◆ **WHAT IS EXPECTED**: Reproduce every record below exactly as written, leaving out any pictures.

(Point localization data)

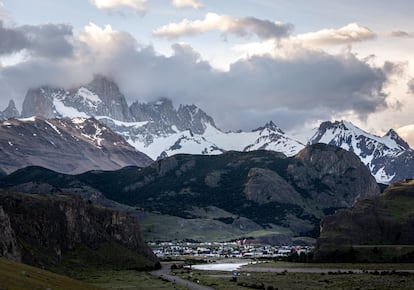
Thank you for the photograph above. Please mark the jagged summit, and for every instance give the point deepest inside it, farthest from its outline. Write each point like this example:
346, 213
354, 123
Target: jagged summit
156, 128
397, 139
10, 111
271, 126
160, 129
64, 145
389, 157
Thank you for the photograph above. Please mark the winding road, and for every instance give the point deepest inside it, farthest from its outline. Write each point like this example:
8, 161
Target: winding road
164, 273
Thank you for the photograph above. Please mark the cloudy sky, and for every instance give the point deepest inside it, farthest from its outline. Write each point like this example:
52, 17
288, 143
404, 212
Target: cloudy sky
244, 62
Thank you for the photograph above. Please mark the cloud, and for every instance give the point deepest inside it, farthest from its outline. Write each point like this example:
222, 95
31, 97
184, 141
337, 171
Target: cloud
187, 3
242, 27
3, 12
410, 85
303, 85
402, 34
348, 34
138, 5
407, 133
47, 40
12, 40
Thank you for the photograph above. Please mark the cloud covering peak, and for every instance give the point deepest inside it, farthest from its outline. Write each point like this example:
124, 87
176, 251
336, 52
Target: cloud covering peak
290, 90
242, 27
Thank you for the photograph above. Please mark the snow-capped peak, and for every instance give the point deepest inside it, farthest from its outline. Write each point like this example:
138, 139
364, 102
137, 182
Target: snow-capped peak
271, 127
374, 151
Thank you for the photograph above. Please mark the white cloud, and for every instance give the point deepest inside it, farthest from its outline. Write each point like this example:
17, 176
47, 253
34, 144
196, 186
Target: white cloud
401, 34
187, 3
407, 133
110, 4
304, 85
346, 35
246, 26
3, 12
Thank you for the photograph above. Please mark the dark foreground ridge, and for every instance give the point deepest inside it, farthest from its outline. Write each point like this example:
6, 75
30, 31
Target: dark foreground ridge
60, 233
225, 196
376, 229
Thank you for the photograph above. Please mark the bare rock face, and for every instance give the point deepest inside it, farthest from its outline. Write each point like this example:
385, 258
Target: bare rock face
63, 145
331, 176
10, 111
367, 231
48, 227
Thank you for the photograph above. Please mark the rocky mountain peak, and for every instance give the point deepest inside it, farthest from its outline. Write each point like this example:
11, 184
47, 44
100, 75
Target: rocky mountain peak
397, 139
10, 111
271, 126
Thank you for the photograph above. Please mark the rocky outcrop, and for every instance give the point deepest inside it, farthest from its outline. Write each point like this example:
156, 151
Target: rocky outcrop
331, 176
63, 145
264, 186
10, 111
374, 229
8, 242
48, 228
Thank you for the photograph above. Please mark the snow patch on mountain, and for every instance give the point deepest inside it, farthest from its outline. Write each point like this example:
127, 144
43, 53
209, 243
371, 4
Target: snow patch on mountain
380, 154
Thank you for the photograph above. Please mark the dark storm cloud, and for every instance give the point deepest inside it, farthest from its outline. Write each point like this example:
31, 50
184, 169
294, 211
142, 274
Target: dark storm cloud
289, 90
11, 40
47, 40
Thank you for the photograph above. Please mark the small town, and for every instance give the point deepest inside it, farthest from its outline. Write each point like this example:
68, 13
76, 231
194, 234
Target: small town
236, 249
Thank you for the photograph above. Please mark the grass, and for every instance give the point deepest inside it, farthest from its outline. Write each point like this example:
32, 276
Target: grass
301, 281
16, 276
126, 279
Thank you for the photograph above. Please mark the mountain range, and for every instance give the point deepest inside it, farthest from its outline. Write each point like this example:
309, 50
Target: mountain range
65, 145
222, 197
158, 129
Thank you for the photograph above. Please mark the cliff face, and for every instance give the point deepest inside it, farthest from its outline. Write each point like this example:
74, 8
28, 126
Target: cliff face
43, 230
63, 145
373, 229
331, 176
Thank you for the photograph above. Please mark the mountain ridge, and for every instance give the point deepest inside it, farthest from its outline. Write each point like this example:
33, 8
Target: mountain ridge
158, 129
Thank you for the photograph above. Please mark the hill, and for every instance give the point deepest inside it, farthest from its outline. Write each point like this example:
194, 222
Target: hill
376, 229
222, 196
62, 232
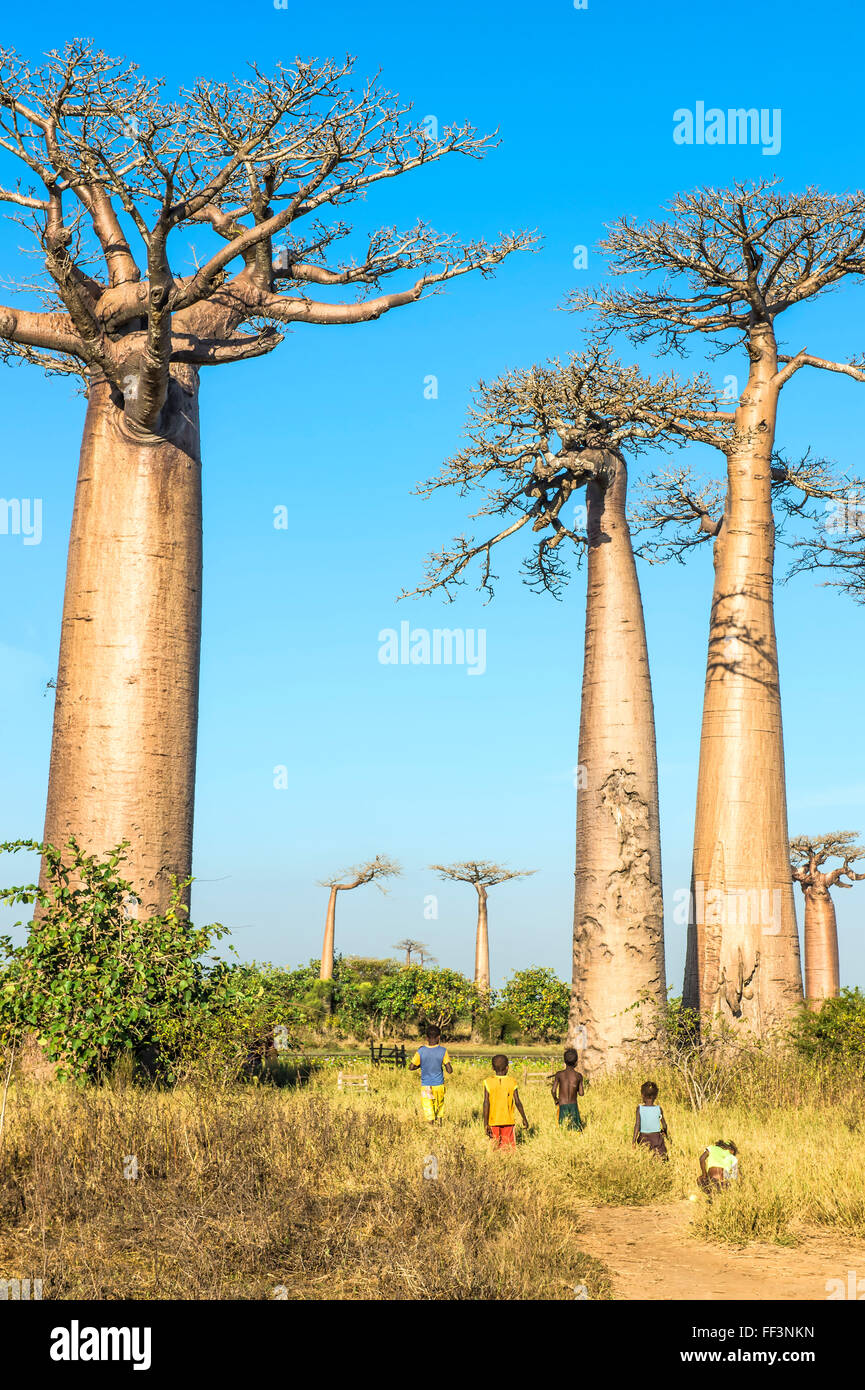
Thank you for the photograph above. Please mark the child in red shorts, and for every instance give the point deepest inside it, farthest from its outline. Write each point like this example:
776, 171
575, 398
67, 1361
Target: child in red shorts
501, 1100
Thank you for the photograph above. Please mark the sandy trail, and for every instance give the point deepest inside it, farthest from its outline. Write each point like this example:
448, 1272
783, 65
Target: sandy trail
650, 1254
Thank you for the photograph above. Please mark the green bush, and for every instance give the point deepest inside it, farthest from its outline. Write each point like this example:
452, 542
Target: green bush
835, 1030
95, 984
538, 1001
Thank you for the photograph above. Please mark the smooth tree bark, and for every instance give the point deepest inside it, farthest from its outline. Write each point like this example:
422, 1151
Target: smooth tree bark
536, 439
125, 712
481, 875
217, 178
373, 870
618, 941
821, 936
729, 263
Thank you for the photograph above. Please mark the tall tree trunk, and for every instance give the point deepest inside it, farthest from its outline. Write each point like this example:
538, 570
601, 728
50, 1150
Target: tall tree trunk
822, 966
481, 943
125, 719
327, 947
743, 958
618, 945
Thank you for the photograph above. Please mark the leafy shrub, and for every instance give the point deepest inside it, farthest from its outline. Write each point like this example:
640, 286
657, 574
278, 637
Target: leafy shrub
833, 1032
538, 1001
93, 983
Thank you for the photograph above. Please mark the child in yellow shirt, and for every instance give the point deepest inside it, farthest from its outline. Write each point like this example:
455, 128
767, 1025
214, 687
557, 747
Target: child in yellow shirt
501, 1100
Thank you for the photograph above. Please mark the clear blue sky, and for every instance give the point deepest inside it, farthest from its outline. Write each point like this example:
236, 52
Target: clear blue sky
422, 762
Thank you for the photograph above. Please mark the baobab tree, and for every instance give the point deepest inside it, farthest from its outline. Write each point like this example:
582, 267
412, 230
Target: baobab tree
483, 875
374, 870
537, 438
113, 184
836, 542
723, 267
410, 948
807, 856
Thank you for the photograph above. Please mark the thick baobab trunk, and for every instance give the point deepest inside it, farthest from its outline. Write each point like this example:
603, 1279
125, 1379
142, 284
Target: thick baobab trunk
481, 943
743, 958
125, 719
327, 947
822, 966
618, 947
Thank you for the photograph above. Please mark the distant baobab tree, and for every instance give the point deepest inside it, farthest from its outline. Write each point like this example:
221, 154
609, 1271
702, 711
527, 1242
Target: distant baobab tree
807, 856
722, 268
373, 870
113, 180
483, 876
538, 439
410, 948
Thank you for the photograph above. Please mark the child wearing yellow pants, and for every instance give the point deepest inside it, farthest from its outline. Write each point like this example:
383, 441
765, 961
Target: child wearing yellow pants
433, 1061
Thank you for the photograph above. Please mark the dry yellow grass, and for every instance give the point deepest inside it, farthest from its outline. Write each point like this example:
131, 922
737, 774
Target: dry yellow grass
262, 1191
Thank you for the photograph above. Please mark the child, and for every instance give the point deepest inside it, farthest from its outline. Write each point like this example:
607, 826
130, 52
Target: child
566, 1087
650, 1125
718, 1165
433, 1061
501, 1097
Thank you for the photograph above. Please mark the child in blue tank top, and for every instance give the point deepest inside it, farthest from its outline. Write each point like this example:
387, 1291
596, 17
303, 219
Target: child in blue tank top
650, 1125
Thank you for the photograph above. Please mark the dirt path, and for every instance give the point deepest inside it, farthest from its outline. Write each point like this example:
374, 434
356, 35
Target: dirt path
651, 1255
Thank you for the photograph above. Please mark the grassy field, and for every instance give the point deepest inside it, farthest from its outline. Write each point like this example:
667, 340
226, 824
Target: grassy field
262, 1191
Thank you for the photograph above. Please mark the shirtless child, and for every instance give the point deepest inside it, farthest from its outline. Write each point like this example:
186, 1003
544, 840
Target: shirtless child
566, 1087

◆ **SOLUTION TO THIS TASK**:
Thank you for the photograph above. Please mark the jagged summit, and for every instance give the point deepest inside it, farthest from its outline. Write each point like this example:
346, 213
354, 123
Target: jagged summit
156, 128
397, 139
10, 111
271, 126
160, 129
64, 145
389, 157
Thank you for the photograph above. Please mark the winding road, and for every instance give the point deepest inside it, farthest from its outline. Write each point like this example:
8, 161
Target: winding road
164, 273
Thank you for the photograph above. Please mark the cloudy sky, and for every instance give the point deepest inside it, farthest from its outline. Write each point like this example:
52, 17
288, 143
404, 212
Target: cloudy sky
244, 62
Thank you for the photograph above. Please mark the cloud, and for every instance give the point deepest inside it, farthest from its outline. Write each point like this example:
222, 95
31, 97
184, 141
337, 171
Target: cloud
187, 3
242, 27
3, 12
410, 85
303, 85
402, 34
348, 34
138, 5
407, 133
47, 40
12, 40
Thank you for the photograph above. Please mark the cloud covering peak, and for every instance give the point deepest inside it, farthest from its outline. Write each point like this example:
124, 87
176, 251
336, 52
Target: cloud covering peak
290, 90
242, 27
Thank you for the photograph above. Please mark the snow-capped peak, and for every instance give the point deepest inside it, farthest from its outline. Write each point like this example:
138, 139
364, 102
137, 182
Target: snow-capped peak
271, 127
374, 151
Thank you for the photograph above. Please mark the white cloud, and for every instance give the point deepest inside it, farthest from its outline. Write each point like this example:
17, 176
47, 253
34, 144
196, 186
Target: white cloud
401, 34
187, 3
407, 133
110, 4
304, 85
346, 35
246, 26
3, 12
Thank you for the photograph above. Please mark the dark foreground ridge, and for every instance give the point deepest inside it, farthest from its outline. Write each point like this example:
6, 75
30, 31
Target: dark foreground ridge
60, 233
225, 196
376, 229
Thank you for the photograph above. Please mark the bare rock face, and for every instance give the point deepest inside it, farthest from its outline. Write each point like this example:
385, 258
Target: bare rock face
63, 145
331, 176
10, 111
367, 231
48, 227
Thank you for the photograph above. Please mark the rocky mountain peak, and for every instance give the point deepest inside it, farthest from its outline. Write each point like this example:
11, 184
47, 44
100, 75
Target: rocky mountain peak
397, 139
10, 111
271, 126
Thank you for the photograph above. Please mark the rocky outcrop, and for every instance give the point deepest inside it, farthest from its outline. Write each point like this example:
156, 151
Target: rocky outcrop
331, 176
63, 145
264, 186
10, 111
374, 229
8, 242
48, 228
Thank you for the photograph above. Please mark the snow patch on mountain, and for every instance give the point deepest inside it, farthest from its outline. Write each point like this example:
127, 144
43, 53
209, 243
371, 4
Target: snow patch on mountain
380, 154
Thank you for the photograph above. Please mark the dark storm cloud, and for every instance give the point deepest inside it, farthest from its outline. Write each point like this example:
31, 50
184, 169
294, 211
142, 274
Target: dark storm cloud
289, 90
11, 40
47, 40
Thank you for the photograph above. Please mark the small town, and for every instance give the point deepest inside it, farthest from its outline. Write each point like this example:
68, 13
76, 231
194, 234
Target: small town
236, 249
Thank you for the photograph above. Please mark the grass, and for every instance give the point deepest inside it, farthest from its outline. Write each point like this example:
32, 276
Target: grass
301, 281
16, 276
126, 279
Thank you for the photograph above. Please mark the mountain range, and for every instance give the point deepest inside it, farthest from its outline. Write each point like this example:
309, 50
Target: mountain range
65, 145
222, 197
158, 129
Thank you for the photograph above. Please mark the cliff face, and for every instance give the point deepest inside it, farthest from its outline. Write each point like this example:
74, 8
28, 126
Target: cliff face
43, 230
63, 145
373, 229
331, 176
Thank you for the photograph above. Please mark the mountain ridge, and for every instance give the point deepest inside it, farthest from its outline. Write each point like this example:
33, 8
Target: mountain ridge
158, 129
Thank you for the photograph above. Please mark the hill, and for every instance give the point deepest inside it, farthest from its outline. Write each point like this example:
194, 222
Target: hill
376, 229
222, 196
62, 232
Thank you for the photograph above. Please mark the child in red shorts, and for every instance give the point deepest inside it, farthest from its outline. Write each point like this example:
776, 171
575, 398
67, 1361
Target: child in red shorts
501, 1100
Thank you for the photograph above. Please mark the sandy trail, and for every instance give the point deepest inside it, farthest from its outline. Write each point like this example:
448, 1272
783, 65
Target: sandy trail
650, 1254
Thank you for the photograph above. Please mark the green bush, and for every instance give the point deepest inside it, farthest from its outline. Write each point like this example:
452, 542
Target: green bush
835, 1030
95, 984
538, 1001
Thank you for the photograph above. Please mark the smooth tree bark, and for every instance give the point deepest inside it, farthest from its outline. Write each point like this example:
422, 1151
Target: smooth tree bark
536, 439
125, 712
481, 875
217, 178
373, 870
618, 941
821, 936
729, 263
Thank you for the photograph above. Please mark the tall tree trunk, and for every instance give the point deepest inside it, farthest from its outline. Write each point like this example:
538, 570
601, 728
50, 1150
Target: tall tree trunk
822, 966
481, 943
125, 719
327, 947
743, 958
618, 945
Thank you for the photograph above. Please mark the leafy shrub, and for every instance give the point deepest inside it, farthest from its outline. Write each point like this example:
640, 286
657, 574
278, 637
Target: leafy shrub
833, 1032
538, 1001
93, 983
Thank you for the photograph above. Please mark the child in yellow shirt, and for every instance give the point deepest inside it, farthest from its outline. Write each point like this example:
455, 128
767, 1025
214, 687
557, 747
Target: child in yellow shirt
501, 1100
Thank you for the photograph above. Please mark the clear blue sky, and for every instance give the point deepest inside it, farthest from its outline. Write each point like this example:
236, 52
Target: clear blue sky
422, 762
Thank you for the photograph above. Please mark the baobab tree, and for every instance give the point deepest inside it, farthest from its outline. Write each point like this example:
582, 267
412, 230
Target: baobab tree
483, 875
374, 870
537, 438
113, 184
836, 542
723, 267
410, 948
807, 856
Thank you for the photograph above. Please mark the thick baobab trunk, and for every instance give the point deepest inside it, farthest from its outline. Write each point like this example:
603, 1279
125, 1379
142, 284
Target: thick baobab trunk
481, 943
743, 958
125, 719
327, 947
822, 966
618, 947
Thank you for the photograph above. Please mark the distant baobab tree, and for every instance give the point deepest inside it, farthest from its outline. Write each point like this example:
221, 154
609, 1271
702, 711
527, 1242
Target: distant baobab tree
807, 856
722, 268
373, 870
113, 180
483, 876
538, 439
410, 948
Thank you for the photograph above. Please mark the child wearing yellow pants, and for every instance give the point deepest inside it, farthest from its outline. Write each point like this example:
383, 441
765, 961
Target: child wearing yellow pants
433, 1061
Thank you for the photograph above. Please mark the dry yellow grass, and for every instance give the point deepest inside it, farthest from its outline. Write each point like this example:
131, 922
737, 774
Target: dry yellow grass
262, 1191
Thank you for the photograph above. Please mark the child, and for every instance give the point deepest inside it, farthest from its outline. Write each point like this example:
607, 826
130, 52
Target: child
566, 1087
650, 1125
718, 1165
433, 1061
501, 1097
Thank you for the photograph above. Please mark the child in blue tank top, and for every instance give the point deepest inside it, farthest from its outline. Write each point like this example:
387, 1291
596, 17
303, 219
Target: child in blue tank top
650, 1125
Thank you for the photograph above. Please mark the dirt path, and for every instance give the point deepest inside it, farthest from its outline. Write each point like this example:
374, 434
356, 35
Target: dirt path
651, 1255
Thank you for the photograph above. Please mark the grassy field, and for every instance give the point deepest inside it, farthest from its outline. Write each point like this example:
667, 340
226, 824
Target: grassy field
262, 1191
Thank you for the photograph above. Please mark the shirtless child, and for every instance give the point deepest inside it, farthest from its outline. Write each point like this example:
186, 1003
544, 840
Target: shirtless child
566, 1087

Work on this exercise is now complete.